### Set problem
Give again, word for word, only the lines from the one containing "the black pants;" through the final line.

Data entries
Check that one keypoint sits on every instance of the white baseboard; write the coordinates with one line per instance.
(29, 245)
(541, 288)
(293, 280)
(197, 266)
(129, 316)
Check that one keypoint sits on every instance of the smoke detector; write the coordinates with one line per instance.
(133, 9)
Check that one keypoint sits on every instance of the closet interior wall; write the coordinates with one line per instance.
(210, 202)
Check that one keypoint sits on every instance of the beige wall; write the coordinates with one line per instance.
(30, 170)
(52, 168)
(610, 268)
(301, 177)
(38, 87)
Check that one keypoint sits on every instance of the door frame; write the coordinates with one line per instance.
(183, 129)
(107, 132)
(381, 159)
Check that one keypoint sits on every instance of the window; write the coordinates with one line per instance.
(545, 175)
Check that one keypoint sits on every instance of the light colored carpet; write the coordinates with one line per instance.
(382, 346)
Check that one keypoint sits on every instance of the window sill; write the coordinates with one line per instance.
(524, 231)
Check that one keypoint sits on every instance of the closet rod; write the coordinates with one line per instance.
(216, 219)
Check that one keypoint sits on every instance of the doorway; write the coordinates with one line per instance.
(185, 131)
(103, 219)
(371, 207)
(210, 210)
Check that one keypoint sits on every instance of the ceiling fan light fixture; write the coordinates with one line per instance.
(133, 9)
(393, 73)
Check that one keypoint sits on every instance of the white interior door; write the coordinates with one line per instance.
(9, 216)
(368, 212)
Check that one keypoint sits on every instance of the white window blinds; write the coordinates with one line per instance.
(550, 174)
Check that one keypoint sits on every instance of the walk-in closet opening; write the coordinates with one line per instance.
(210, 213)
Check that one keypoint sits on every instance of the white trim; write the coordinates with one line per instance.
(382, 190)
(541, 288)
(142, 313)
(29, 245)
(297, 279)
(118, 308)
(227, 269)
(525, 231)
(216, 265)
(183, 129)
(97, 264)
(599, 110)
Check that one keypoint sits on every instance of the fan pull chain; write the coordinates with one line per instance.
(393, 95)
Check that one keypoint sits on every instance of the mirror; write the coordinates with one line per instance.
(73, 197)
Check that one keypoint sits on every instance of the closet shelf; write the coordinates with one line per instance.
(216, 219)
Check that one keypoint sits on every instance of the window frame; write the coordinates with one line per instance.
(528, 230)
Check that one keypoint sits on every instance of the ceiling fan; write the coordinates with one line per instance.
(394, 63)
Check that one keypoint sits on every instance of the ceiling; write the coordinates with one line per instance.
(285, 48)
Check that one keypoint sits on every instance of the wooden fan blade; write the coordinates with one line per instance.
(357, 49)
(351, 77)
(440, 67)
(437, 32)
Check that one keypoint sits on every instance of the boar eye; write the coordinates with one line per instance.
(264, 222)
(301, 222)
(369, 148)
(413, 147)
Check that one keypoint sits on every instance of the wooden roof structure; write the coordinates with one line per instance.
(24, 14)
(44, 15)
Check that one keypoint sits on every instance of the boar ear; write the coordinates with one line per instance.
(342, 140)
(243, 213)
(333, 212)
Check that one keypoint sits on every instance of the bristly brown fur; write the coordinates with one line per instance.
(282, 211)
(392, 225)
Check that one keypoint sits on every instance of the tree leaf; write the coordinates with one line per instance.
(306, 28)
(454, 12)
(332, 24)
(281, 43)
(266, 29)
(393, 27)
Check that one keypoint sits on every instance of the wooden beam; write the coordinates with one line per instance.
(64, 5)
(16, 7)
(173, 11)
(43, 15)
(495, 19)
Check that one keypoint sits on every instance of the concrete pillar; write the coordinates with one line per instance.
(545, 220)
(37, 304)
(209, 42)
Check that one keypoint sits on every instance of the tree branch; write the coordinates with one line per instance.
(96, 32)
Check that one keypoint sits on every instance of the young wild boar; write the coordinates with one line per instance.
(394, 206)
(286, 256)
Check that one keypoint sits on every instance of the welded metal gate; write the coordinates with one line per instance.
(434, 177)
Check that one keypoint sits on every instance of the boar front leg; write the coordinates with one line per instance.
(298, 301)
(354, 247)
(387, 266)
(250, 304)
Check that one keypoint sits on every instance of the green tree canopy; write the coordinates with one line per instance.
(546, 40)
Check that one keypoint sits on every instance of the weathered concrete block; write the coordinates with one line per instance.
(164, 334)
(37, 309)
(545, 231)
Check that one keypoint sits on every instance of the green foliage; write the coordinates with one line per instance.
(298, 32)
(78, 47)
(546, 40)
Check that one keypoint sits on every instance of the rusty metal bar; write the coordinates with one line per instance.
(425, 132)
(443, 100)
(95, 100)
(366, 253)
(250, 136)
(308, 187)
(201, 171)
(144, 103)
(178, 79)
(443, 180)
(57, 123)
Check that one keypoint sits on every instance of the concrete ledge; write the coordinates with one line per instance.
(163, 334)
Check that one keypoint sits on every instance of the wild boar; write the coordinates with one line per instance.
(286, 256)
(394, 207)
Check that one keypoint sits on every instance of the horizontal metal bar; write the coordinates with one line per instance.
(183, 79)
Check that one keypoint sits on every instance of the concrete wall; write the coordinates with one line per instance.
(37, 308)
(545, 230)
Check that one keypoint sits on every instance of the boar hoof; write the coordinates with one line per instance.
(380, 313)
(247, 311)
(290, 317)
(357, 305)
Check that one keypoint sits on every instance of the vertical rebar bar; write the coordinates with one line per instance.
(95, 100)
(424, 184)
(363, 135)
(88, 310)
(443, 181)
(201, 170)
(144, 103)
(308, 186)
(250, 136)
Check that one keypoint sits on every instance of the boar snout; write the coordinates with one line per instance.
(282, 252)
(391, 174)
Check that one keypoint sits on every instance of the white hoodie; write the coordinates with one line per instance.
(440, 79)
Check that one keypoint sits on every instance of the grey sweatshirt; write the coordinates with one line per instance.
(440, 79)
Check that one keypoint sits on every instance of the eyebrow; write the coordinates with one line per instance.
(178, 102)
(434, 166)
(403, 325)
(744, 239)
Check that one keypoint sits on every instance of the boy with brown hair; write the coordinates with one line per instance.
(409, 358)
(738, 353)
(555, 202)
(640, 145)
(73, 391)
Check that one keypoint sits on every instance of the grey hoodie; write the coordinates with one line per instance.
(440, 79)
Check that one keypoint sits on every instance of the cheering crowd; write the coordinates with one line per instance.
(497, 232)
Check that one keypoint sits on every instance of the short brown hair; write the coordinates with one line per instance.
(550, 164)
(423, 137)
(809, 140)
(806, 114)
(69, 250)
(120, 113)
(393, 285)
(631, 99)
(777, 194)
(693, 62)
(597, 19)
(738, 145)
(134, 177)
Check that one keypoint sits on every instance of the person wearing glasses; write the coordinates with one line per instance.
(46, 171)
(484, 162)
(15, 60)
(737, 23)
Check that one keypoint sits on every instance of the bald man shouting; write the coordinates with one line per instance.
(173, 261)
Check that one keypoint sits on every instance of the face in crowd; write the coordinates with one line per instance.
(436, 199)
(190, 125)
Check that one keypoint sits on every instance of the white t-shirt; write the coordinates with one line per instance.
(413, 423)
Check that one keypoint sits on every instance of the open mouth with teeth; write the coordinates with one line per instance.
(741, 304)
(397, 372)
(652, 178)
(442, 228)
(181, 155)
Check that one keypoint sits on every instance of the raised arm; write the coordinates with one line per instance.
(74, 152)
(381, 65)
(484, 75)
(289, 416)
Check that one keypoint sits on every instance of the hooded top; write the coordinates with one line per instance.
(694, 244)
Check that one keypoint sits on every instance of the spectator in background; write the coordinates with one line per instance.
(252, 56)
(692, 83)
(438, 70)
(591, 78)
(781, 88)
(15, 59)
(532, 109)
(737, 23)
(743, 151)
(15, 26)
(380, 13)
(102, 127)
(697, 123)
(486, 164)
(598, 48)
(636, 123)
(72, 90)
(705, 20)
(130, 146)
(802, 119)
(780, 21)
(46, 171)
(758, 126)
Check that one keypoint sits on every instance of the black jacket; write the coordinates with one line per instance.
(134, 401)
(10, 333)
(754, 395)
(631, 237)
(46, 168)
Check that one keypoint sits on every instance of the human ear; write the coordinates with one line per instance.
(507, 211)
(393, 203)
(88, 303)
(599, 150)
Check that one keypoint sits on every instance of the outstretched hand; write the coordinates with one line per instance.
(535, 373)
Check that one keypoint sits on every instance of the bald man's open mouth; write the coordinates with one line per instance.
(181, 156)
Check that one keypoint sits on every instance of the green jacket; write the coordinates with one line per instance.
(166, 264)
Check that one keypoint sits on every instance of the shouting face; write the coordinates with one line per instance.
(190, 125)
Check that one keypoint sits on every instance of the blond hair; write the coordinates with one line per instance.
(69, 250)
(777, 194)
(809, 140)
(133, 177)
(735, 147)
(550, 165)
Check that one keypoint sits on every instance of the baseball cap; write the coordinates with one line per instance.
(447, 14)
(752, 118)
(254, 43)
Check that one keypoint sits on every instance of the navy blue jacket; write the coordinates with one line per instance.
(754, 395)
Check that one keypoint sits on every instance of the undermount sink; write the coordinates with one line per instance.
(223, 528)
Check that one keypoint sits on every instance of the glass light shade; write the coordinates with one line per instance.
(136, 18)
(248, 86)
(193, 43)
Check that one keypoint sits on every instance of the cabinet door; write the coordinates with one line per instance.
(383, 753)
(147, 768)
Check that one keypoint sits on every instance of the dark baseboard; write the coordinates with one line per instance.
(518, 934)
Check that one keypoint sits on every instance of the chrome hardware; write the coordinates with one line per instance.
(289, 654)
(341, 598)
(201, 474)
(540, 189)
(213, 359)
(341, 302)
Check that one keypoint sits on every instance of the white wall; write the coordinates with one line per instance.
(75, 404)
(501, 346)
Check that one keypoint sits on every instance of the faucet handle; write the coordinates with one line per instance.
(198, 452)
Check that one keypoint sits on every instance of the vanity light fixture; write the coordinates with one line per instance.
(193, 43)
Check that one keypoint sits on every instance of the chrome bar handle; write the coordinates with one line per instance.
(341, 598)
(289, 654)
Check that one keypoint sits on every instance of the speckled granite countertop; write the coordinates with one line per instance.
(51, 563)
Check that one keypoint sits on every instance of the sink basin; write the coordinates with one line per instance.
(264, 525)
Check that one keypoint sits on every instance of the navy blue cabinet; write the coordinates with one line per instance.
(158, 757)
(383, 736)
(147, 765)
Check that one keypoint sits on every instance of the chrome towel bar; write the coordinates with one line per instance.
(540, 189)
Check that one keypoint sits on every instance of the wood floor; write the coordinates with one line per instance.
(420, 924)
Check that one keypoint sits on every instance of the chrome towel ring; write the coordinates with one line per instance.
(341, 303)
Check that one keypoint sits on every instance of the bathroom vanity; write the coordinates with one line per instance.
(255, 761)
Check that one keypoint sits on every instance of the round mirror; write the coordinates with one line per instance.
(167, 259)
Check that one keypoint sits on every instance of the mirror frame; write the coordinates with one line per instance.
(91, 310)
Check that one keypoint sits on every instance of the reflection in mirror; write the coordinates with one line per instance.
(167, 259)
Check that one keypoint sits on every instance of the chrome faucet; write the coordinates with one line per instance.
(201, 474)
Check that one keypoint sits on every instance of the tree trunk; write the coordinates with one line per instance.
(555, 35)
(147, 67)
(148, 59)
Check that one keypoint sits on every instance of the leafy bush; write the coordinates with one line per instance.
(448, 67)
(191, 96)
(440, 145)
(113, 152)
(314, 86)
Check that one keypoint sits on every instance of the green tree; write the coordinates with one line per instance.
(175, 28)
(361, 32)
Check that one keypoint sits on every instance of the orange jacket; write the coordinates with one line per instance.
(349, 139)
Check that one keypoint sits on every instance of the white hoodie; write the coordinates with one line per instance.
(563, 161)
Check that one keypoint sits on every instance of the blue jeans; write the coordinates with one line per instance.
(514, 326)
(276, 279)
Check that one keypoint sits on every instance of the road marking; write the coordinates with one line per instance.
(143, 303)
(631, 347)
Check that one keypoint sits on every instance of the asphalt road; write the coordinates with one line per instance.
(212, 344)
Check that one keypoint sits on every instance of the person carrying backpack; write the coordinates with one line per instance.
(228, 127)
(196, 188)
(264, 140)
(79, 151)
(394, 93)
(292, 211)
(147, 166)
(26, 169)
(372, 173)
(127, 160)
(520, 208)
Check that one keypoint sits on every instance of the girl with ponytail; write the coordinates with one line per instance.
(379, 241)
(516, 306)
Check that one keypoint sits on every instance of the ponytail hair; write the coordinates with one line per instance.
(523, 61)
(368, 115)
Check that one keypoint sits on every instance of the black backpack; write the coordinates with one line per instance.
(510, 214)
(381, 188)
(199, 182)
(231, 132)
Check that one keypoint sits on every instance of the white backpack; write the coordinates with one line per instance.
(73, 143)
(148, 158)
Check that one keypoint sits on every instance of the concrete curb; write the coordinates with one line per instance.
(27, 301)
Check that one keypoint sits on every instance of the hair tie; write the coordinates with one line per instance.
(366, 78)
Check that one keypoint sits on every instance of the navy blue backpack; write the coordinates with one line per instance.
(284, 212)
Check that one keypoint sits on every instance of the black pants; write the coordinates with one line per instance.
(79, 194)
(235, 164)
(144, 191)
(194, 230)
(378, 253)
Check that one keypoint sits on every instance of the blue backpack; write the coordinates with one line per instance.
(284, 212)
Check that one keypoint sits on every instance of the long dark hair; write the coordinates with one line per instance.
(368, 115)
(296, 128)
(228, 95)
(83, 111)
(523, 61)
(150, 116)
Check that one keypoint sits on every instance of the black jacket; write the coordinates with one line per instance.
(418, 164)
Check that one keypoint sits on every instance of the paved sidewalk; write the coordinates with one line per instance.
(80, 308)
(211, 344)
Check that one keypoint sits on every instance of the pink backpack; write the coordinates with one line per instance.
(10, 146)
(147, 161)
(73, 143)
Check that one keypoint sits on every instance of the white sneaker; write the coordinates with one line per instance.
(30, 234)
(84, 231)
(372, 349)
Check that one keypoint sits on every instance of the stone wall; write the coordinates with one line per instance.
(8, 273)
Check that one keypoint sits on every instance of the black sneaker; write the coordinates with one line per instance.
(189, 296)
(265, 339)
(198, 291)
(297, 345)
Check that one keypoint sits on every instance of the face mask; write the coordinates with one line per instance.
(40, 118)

### Complete output
Check that one keypoint sits on every instance of the black pants; write the coordinates with one line per instance.
(79, 194)
(235, 164)
(144, 191)
(194, 230)
(378, 253)
Check that one keypoint sits on every instance of the blue backpack; write the coordinates with one line per instance.
(284, 212)
Check that one keypoint sits on every instance of the long dark hair; write the coordinates with one line per instance.
(368, 115)
(296, 128)
(228, 95)
(83, 111)
(523, 61)
(150, 116)
Check that one keypoint sits on every instance of the black jacket; write the coordinates with one line per instance.
(418, 164)
Check that one keypoint sits on every instance of the paved sidewalk; write the coordinates with one line per instance.
(80, 308)
(211, 344)
Check that one keypoint sits on every instance of the pink backpack; write the coordinates with one line per instance.
(10, 146)
(147, 161)
(73, 143)
Check that one keypoint sits on every instance of the white sneaker; write the coordinates with one line per instance.
(30, 234)
(84, 231)
(372, 349)
Check that one keypoint sits on every instance of the stone wall; write the coordinates with one line per instance.
(8, 273)
Check that one keypoint sits on every instance of the black sneaker; write the coordinates with one line per instance.
(189, 296)
(265, 339)
(198, 291)
(297, 345)
Check that one keypoint sits on every instance of the face mask; write the coordinates with one line per instance.
(40, 118)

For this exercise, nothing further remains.